_LISTED ENTRIES_
__________________________________________________

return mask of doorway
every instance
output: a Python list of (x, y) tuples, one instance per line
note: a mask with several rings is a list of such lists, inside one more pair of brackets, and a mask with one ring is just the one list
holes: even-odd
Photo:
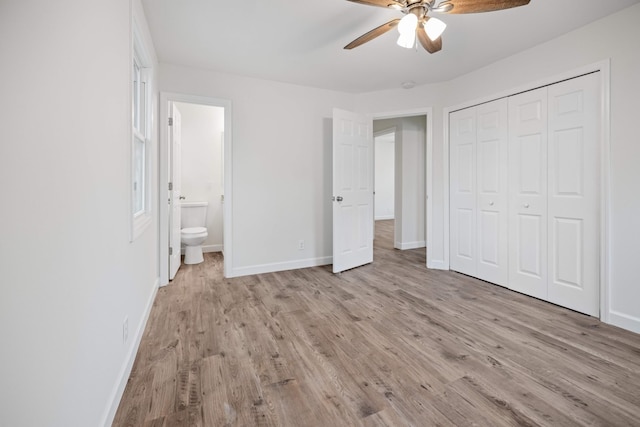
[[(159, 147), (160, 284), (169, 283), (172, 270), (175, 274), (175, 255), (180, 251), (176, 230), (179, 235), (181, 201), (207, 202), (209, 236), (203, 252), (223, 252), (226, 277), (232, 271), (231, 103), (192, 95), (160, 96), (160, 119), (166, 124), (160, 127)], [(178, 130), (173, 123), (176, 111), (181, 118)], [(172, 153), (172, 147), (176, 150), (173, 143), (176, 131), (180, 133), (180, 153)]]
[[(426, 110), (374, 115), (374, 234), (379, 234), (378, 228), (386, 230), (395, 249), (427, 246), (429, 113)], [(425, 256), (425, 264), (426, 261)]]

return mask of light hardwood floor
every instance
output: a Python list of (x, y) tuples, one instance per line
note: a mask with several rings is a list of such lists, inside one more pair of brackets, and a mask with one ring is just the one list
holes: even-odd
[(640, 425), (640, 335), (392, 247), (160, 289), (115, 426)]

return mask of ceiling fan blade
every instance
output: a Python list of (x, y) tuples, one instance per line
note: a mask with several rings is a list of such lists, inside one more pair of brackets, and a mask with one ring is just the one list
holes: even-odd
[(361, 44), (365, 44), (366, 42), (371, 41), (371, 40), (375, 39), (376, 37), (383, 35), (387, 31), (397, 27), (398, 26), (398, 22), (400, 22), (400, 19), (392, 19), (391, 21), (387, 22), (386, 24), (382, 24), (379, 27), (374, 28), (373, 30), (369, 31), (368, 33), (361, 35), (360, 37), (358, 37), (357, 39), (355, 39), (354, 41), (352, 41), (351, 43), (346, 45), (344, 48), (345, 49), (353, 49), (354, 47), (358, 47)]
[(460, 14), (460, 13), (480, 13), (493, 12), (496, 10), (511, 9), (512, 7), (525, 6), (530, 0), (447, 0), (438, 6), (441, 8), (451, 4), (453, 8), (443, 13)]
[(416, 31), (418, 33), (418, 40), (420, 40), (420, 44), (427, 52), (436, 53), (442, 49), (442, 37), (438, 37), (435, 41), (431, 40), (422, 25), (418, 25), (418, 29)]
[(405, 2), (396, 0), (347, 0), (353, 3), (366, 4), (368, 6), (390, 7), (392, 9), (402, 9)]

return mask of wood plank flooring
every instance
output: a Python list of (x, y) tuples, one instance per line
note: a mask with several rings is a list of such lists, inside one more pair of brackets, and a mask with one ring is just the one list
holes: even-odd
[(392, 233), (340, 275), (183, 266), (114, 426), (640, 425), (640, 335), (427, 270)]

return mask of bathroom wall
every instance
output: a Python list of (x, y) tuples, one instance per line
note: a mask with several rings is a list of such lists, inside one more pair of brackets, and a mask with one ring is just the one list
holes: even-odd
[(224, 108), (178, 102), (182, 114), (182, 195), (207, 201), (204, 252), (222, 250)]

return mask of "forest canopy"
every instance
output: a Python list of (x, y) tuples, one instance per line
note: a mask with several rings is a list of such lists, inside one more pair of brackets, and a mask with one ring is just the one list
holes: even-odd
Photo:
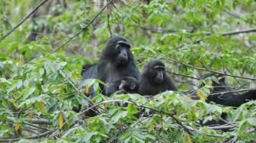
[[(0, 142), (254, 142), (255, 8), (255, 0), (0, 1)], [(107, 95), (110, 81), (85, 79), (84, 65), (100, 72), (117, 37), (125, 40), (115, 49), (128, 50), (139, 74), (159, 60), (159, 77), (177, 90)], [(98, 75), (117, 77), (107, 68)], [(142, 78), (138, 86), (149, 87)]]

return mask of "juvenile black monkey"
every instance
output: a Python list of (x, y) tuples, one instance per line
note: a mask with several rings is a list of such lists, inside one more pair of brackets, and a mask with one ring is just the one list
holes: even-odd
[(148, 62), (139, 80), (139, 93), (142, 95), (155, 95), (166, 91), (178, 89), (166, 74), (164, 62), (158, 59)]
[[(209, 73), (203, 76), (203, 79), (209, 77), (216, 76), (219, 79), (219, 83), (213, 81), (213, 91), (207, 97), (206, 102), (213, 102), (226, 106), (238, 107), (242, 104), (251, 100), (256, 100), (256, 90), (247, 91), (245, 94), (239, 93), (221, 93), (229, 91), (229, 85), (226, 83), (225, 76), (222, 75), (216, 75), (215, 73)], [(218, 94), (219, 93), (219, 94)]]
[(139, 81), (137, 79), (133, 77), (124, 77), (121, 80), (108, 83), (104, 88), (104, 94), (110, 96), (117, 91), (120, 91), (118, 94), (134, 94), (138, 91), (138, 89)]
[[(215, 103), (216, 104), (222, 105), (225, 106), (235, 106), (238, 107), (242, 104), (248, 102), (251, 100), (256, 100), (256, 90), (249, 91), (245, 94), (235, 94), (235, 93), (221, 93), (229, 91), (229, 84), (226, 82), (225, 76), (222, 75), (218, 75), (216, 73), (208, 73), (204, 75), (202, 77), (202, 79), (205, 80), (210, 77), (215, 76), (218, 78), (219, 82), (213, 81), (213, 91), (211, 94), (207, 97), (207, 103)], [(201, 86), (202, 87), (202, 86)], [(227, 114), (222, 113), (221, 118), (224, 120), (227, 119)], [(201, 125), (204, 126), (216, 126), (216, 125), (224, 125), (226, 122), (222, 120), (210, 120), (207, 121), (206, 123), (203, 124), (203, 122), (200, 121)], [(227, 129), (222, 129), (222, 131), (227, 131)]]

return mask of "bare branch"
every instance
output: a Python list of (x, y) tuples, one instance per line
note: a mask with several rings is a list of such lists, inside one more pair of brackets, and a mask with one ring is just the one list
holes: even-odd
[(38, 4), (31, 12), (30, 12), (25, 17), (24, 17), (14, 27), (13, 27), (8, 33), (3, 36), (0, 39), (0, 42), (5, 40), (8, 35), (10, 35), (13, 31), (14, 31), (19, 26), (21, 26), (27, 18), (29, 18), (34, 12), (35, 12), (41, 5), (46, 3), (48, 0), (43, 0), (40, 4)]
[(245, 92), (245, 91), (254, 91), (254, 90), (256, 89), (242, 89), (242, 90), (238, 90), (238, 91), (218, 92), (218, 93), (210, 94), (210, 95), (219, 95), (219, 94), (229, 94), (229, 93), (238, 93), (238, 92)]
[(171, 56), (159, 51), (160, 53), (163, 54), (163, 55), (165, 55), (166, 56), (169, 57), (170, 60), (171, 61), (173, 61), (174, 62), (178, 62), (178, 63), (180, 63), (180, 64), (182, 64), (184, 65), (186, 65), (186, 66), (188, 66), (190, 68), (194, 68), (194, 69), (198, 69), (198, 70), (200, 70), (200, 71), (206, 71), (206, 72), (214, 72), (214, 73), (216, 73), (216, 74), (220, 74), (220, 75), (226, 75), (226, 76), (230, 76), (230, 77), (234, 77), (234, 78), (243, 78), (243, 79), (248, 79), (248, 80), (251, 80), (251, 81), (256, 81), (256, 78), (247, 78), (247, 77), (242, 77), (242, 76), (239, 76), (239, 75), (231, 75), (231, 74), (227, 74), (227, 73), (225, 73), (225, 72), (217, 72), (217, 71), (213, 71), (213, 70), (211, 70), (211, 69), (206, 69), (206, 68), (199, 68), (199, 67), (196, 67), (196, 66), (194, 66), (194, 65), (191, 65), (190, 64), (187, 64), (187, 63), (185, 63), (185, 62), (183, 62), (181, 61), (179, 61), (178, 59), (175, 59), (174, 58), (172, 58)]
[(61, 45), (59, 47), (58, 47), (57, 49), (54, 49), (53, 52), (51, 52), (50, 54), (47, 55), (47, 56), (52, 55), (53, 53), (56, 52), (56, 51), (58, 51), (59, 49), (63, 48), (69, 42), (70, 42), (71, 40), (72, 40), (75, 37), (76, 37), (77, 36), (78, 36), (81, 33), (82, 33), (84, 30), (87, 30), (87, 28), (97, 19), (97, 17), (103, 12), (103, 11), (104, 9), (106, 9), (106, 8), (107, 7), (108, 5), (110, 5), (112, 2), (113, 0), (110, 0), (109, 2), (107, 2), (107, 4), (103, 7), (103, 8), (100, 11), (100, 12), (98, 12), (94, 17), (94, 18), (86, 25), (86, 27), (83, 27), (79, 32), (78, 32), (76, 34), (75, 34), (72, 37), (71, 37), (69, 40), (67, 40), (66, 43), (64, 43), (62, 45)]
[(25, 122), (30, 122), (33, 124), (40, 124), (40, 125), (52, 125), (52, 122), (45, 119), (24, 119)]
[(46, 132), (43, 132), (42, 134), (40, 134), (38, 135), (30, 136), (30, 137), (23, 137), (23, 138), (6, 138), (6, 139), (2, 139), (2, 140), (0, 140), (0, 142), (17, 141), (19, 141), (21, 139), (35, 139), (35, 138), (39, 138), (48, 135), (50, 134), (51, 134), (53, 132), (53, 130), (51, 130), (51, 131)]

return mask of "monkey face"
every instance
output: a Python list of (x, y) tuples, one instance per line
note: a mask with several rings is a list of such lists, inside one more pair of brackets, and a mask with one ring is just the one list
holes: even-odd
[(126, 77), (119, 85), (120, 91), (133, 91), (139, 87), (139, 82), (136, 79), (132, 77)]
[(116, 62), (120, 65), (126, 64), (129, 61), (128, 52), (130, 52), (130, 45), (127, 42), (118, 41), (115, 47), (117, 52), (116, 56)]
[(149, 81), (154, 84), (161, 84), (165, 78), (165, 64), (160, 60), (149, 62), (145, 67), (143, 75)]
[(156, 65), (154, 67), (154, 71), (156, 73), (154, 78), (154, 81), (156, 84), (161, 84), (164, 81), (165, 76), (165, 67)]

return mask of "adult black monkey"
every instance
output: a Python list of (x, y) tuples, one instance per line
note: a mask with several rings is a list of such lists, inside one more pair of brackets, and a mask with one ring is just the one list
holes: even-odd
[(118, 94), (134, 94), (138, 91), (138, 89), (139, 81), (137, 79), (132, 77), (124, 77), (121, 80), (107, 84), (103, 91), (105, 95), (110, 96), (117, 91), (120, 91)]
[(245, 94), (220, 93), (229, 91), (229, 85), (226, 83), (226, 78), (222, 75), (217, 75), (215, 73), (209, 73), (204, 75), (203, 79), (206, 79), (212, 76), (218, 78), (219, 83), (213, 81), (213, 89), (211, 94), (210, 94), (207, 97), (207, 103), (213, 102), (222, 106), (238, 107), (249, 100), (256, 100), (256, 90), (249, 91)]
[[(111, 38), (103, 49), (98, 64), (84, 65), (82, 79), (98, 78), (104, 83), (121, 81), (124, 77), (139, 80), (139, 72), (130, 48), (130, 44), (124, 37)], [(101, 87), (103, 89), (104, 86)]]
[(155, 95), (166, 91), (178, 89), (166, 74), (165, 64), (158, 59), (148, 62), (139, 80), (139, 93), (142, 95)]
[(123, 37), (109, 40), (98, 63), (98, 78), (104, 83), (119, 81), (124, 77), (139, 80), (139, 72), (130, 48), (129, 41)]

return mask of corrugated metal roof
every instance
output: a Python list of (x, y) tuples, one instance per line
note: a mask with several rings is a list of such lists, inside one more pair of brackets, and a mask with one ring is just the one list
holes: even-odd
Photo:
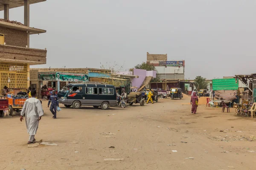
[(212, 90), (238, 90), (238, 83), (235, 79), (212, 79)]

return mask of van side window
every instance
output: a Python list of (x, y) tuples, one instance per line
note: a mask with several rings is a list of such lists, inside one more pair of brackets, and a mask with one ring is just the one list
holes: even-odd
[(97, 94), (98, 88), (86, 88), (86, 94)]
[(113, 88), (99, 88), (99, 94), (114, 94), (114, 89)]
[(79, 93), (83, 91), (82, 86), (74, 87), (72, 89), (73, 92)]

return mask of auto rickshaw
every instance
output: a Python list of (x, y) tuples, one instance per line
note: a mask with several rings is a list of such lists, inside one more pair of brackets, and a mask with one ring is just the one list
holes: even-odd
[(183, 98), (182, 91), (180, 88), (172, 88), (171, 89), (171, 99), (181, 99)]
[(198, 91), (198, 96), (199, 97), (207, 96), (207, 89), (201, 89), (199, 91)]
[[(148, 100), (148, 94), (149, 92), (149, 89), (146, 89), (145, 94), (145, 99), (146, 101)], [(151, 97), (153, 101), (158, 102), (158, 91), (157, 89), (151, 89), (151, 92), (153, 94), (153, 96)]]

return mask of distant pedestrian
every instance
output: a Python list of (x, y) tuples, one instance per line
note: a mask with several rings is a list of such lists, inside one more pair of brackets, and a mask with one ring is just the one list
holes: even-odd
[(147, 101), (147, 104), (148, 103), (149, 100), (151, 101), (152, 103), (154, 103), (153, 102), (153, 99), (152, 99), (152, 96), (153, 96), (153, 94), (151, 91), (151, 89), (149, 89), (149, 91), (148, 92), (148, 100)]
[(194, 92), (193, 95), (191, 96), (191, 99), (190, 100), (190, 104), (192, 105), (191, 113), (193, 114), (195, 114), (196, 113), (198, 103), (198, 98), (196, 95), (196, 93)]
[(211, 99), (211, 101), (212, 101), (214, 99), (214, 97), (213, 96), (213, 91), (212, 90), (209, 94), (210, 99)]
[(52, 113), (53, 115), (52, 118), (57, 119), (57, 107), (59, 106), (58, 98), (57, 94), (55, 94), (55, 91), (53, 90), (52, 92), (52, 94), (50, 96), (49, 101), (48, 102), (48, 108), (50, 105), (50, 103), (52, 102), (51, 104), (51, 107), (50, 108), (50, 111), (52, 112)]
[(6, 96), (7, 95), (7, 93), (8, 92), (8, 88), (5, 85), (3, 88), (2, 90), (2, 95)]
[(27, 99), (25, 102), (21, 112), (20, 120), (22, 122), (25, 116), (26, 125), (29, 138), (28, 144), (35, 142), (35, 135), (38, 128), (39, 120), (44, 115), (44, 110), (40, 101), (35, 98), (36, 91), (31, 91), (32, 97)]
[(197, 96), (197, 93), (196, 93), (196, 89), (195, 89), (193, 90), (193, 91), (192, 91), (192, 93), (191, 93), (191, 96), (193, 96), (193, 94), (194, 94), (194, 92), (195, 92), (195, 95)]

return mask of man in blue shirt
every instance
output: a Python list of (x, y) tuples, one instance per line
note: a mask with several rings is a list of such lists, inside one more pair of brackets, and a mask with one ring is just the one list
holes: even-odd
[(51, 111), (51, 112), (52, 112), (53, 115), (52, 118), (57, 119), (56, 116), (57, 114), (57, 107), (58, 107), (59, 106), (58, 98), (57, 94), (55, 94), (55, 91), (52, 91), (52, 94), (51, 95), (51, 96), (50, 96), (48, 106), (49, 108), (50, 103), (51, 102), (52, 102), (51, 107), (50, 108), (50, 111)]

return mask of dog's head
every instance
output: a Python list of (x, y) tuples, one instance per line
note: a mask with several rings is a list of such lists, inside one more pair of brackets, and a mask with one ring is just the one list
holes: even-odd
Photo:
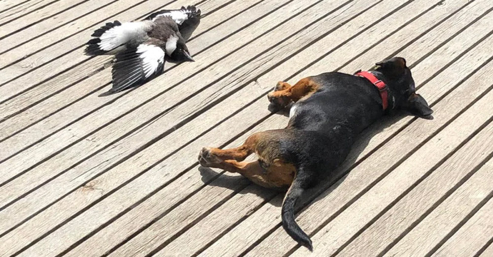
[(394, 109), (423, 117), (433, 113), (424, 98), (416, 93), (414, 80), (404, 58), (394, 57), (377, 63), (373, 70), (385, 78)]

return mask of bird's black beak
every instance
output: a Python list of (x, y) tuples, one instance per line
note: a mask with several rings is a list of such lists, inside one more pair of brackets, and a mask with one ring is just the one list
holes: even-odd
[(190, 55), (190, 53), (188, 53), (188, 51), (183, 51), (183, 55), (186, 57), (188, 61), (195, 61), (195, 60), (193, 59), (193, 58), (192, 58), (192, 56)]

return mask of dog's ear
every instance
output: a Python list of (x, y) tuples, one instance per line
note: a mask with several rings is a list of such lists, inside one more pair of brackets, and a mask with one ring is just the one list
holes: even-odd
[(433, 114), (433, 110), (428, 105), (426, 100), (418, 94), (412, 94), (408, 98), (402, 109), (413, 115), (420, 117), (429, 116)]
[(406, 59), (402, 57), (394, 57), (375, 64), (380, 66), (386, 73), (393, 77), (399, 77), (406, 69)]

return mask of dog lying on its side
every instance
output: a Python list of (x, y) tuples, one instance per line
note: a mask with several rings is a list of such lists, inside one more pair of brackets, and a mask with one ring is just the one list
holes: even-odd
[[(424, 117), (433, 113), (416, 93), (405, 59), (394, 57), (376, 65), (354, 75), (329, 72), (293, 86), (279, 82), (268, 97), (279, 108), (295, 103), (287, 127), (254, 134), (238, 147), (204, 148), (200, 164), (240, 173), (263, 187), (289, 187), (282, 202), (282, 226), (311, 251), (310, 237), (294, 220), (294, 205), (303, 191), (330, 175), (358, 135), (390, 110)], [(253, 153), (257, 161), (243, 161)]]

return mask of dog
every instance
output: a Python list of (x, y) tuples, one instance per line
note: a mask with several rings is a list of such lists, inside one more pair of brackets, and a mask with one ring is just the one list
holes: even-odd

__________________________________________________

_INSTRUCTIONS FOR THE TASK_
Everything from the line containing "return mask of dog's ear" to the last line of the entries above should be quoted exactly, and only that.

_EXERCISE RESULT_
return mask of dog's ear
every instance
output: a Python list of (x, y) tuples, one instance per line
note: a mask with several rings is a list of such lists, inside one more pair of brackets, and a mask with one ring is just the one list
holes: even-odd
[(433, 114), (433, 110), (428, 105), (426, 100), (418, 94), (412, 94), (408, 98), (402, 109), (413, 115), (420, 117), (429, 116)]
[(406, 59), (402, 57), (394, 57), (375, 64), (380, 66), (386, 73), (393, 77), (399, 77), (406, 69)]

return mask of dog lying on its side
every instance
output: a Python list of (x, y) tuples, one instance per line
note: a mask with several rings is a list of such lists, inside one more pair of brackets, and a mask with one ring is just the one list
holes: even-odd
[[(424, 117), (433, 113), (416, 93), (405, 59), (394, 57), (376, 65), (354, 75), (329, 72), (293, 86), (279, 82), (268, 97), (279, 108), (295, 103), (287, 127), (254, 134), (238, 147), (204, 148), (200, 164), (240, 173), (263, 187), (289, 187), (282, 202), (282, 226), (311, 251), (310, 237), (294, 220), (294, 205), (303, 191), (330, 175), (358, 135), (390, 110)], [(253, 153), (257, 161), (243, 161)]]

return mask of dog
every instance
output: a Python list of (x, y) tuples, one instance per line
note: a mask with several rings is a list of such lists, inside one more pair of brackets, and a mask with one ring is just the one list
holes: even-odd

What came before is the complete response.